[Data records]
........

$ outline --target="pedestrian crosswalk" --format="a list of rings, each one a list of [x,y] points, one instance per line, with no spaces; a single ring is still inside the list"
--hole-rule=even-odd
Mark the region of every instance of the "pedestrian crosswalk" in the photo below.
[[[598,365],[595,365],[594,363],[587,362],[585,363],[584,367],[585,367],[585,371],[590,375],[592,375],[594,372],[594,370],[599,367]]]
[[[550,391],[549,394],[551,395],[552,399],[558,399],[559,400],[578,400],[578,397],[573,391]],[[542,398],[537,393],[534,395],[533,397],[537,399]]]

........

Given request => Copy the material above line for line, changing nothing.

Solution to this problem =>
$ outline --target="pedestrian crosswalk" --format="a list of rings, each one a list of [x,y] points, one instance per line, with no spaces; a single ring is still inside the list"
--hole-rule=even-odd
Mark the region of every instance of the "pedestrian crosswalk" in the photo below.
[[[598,365],[595,365],[594,363],[587,362],[585,363],[584,367],[585,367],[585,371],[590,375],[592,375],[594,372],[594,370],[599,367]]]
[[[550,391],[549,394],[551,395],[552,399],[558,399],[559,400],[578,400],[578,397],[573,391]],[[542,398],[537,393],[534,395],[533,397],[537,399]]]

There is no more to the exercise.